─── Task input

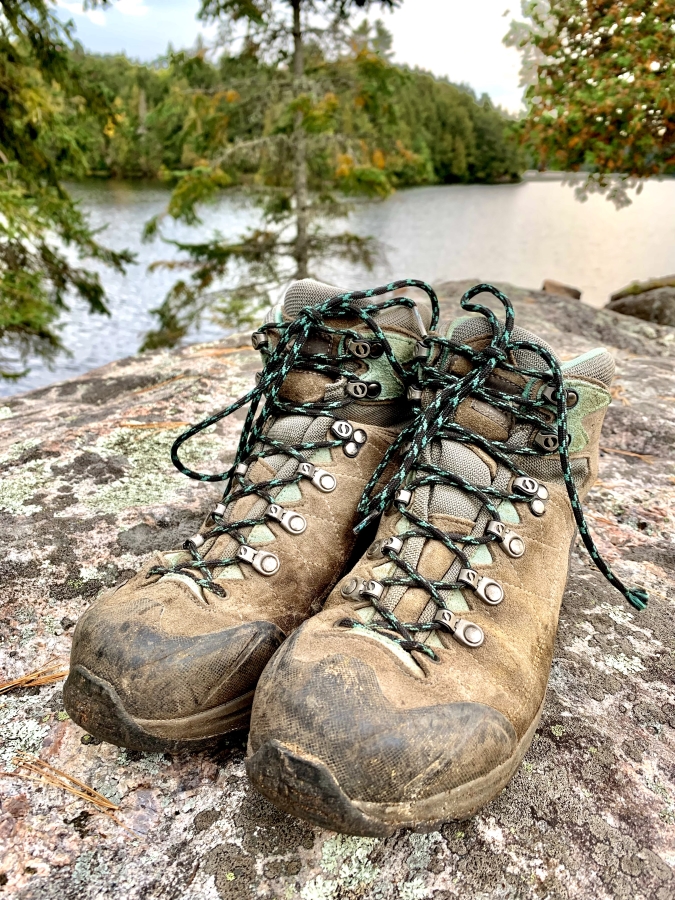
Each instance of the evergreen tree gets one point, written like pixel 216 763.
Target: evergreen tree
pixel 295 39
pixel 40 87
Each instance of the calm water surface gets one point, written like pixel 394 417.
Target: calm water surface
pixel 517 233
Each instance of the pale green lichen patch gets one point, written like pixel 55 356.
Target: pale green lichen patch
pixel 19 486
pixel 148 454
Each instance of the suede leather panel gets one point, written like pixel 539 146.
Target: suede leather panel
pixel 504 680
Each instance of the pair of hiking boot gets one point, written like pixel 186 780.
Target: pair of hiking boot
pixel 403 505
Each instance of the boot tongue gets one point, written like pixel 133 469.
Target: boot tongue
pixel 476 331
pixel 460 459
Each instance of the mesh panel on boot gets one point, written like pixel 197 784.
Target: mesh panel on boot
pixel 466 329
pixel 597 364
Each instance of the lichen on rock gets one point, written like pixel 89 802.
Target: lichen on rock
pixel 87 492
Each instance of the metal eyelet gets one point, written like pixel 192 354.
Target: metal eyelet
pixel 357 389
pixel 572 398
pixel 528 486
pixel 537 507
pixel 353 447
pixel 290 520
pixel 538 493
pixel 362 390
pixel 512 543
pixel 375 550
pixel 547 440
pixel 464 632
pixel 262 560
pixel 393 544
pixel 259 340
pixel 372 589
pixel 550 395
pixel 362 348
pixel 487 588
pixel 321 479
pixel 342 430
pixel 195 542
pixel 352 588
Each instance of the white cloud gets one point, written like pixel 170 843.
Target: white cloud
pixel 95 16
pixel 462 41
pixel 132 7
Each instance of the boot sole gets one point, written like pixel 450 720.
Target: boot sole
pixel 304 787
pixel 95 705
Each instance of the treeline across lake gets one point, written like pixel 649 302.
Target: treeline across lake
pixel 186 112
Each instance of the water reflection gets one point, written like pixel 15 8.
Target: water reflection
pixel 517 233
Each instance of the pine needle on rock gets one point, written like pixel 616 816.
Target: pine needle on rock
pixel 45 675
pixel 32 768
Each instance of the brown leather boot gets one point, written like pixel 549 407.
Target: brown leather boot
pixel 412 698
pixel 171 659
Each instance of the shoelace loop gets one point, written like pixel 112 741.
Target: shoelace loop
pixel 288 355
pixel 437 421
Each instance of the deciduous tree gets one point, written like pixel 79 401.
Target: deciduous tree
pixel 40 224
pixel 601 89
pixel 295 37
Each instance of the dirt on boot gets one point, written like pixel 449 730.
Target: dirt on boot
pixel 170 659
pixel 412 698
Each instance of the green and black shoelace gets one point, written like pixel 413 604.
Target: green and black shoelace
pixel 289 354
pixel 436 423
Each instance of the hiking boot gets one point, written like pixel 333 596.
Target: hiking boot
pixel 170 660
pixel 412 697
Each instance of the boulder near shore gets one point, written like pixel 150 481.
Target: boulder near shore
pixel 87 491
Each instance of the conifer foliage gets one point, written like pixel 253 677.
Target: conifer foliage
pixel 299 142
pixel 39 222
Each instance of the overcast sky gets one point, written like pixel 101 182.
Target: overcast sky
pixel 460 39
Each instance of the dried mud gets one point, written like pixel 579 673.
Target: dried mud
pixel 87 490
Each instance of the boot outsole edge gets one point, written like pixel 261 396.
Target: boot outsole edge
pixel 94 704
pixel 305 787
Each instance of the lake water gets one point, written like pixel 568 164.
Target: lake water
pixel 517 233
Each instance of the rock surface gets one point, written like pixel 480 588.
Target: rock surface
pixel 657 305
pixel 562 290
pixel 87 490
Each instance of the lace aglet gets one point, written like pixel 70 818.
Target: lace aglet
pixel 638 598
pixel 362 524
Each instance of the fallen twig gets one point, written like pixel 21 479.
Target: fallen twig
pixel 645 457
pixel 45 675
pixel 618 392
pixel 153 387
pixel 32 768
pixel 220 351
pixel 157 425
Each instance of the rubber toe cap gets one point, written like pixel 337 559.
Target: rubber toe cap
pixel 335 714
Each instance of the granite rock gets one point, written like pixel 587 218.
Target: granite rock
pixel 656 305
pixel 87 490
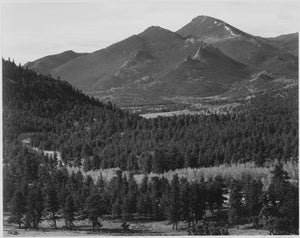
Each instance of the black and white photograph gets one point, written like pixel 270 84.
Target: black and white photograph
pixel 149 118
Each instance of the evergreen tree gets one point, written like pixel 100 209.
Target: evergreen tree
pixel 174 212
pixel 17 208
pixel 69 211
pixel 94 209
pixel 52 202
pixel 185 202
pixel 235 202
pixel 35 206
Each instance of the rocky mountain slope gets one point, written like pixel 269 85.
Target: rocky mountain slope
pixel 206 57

──────
─── Task input

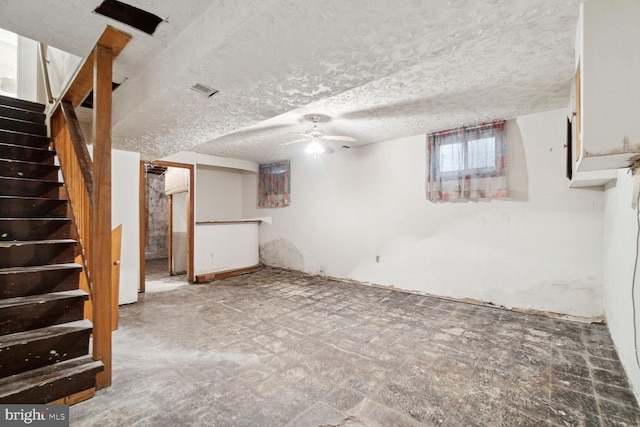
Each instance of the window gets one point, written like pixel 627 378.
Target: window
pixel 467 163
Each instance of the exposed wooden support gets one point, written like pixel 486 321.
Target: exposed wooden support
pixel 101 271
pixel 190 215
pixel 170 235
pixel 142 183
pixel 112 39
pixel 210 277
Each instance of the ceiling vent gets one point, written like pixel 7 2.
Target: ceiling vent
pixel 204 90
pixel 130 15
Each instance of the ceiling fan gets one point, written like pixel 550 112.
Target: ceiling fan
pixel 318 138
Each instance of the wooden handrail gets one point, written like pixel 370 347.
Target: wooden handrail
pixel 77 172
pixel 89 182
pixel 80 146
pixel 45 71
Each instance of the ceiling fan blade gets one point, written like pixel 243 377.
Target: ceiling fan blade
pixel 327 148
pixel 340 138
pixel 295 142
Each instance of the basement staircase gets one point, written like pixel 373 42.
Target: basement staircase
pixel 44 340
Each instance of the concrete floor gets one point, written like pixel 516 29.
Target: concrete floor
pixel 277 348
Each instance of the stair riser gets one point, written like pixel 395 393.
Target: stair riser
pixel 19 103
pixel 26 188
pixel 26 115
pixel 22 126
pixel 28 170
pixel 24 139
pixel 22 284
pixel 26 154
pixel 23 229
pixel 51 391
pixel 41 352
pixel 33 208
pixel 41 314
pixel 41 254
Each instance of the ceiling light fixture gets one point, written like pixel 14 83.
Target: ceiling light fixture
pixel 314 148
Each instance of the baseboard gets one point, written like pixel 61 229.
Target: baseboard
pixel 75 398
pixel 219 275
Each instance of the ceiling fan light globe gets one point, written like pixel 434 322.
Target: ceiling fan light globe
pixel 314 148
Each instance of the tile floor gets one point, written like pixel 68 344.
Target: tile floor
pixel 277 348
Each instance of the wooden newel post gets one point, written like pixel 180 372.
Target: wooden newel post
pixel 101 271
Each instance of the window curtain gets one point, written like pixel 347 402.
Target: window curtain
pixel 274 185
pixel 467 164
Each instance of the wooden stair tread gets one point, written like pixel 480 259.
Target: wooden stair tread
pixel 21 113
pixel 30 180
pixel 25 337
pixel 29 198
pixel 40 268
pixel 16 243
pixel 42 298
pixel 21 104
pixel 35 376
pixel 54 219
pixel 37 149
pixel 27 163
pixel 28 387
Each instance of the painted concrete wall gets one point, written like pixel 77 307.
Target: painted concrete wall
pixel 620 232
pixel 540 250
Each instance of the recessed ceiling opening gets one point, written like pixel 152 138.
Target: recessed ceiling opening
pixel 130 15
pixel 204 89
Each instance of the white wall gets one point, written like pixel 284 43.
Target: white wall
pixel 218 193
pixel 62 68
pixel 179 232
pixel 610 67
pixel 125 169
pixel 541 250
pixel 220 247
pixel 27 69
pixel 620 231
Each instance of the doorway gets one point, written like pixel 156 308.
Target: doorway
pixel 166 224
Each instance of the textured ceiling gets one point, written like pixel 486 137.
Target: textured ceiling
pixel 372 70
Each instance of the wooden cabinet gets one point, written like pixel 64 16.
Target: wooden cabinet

──────
─── Task input

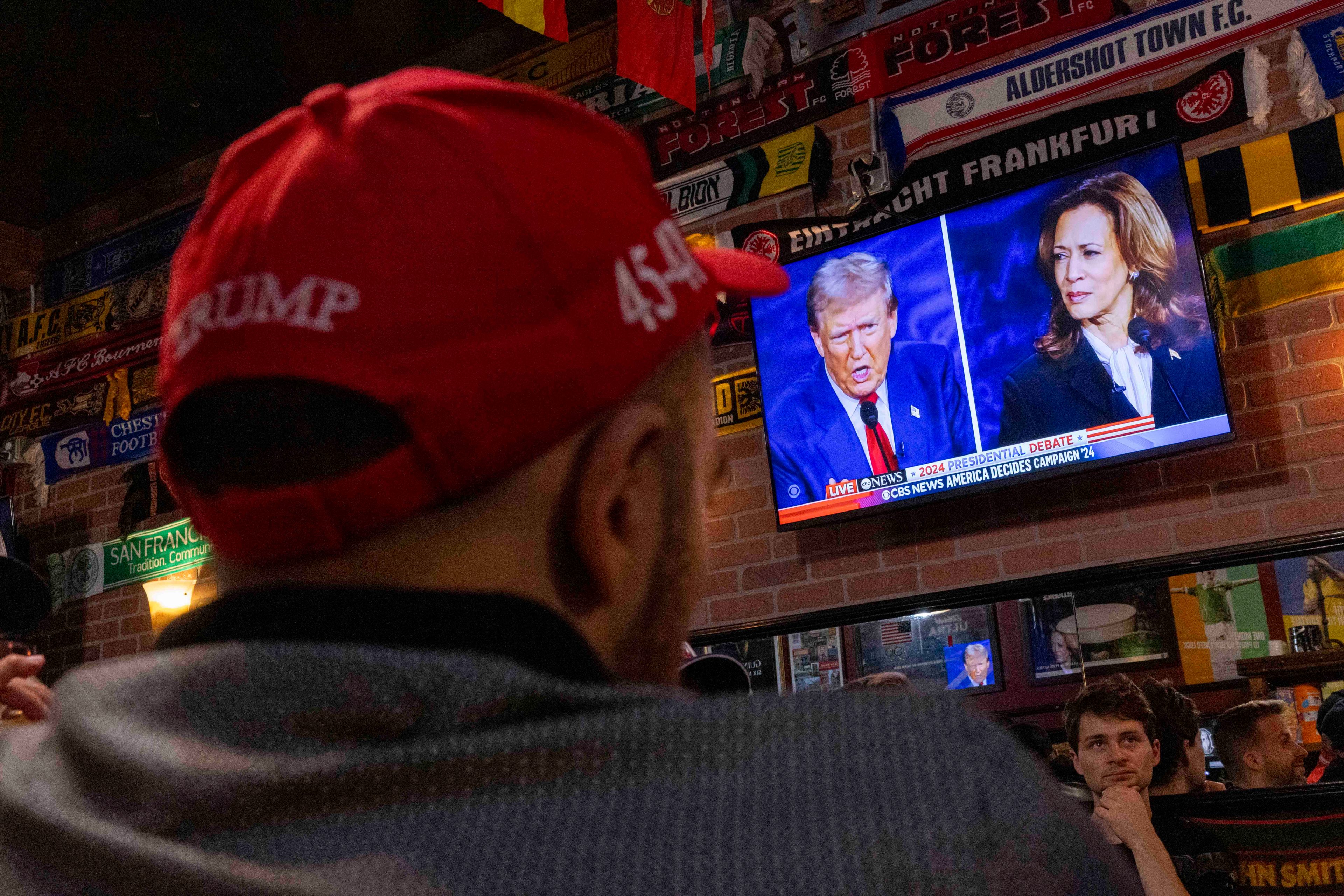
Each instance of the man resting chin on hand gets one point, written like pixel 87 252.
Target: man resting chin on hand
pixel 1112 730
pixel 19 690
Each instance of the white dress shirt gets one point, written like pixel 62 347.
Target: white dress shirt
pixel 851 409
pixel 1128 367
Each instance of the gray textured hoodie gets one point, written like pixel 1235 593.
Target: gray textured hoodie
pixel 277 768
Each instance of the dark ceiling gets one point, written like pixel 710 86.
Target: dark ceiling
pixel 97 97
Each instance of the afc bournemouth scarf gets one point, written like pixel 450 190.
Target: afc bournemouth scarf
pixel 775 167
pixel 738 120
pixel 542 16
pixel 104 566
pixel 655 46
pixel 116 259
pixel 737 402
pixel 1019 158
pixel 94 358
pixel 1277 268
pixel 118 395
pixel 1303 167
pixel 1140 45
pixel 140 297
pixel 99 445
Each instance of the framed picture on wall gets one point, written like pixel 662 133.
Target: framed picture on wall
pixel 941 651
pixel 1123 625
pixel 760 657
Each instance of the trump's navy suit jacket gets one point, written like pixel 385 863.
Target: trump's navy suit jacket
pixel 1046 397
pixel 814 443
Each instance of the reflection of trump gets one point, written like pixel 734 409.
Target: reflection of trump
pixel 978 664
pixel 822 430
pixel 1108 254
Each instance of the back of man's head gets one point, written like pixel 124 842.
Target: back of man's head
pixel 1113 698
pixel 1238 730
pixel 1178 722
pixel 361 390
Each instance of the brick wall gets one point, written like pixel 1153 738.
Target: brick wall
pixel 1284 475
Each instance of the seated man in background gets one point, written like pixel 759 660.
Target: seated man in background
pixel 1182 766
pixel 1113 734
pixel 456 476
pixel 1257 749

──────

Brief:
Reproduce, word for word and in full, only the lines above that start at the line with "Target: gray textured hoodie" and run through the line with "Each instance of the trump's", both ends included.

Response area:
Target: gray textured hoodie
pixel 277 768
Each instance of the dark ceiling gets one point, written like pixel 710 86.
Target: dark ceiling
pixel 97 97
Each instance of the afc bournemouth scarf gets one point, written like pixel 450 190.
Target: afc bournemouth scarf
pixel 775 167
pixel 738 120
pixel 542 16
pixel 104 566
pixel 655 46
pixel 116 259
pixel 737 402
pixel 1019 158
pixel 94 358
pixel 1277 268
pixel 118 395
pixel 1303 167
pixel 1140 45
pixel 140 297
pixel 99 445
Each instance of the framed picture on wall gets one point, written like pixel 662 133.
Target: framed picture on wall
pixel 941 651
pixel 1123 625
pixel 760 657
Each instance of the trump's navy suit jacket gets one point, written like pixel 385 863.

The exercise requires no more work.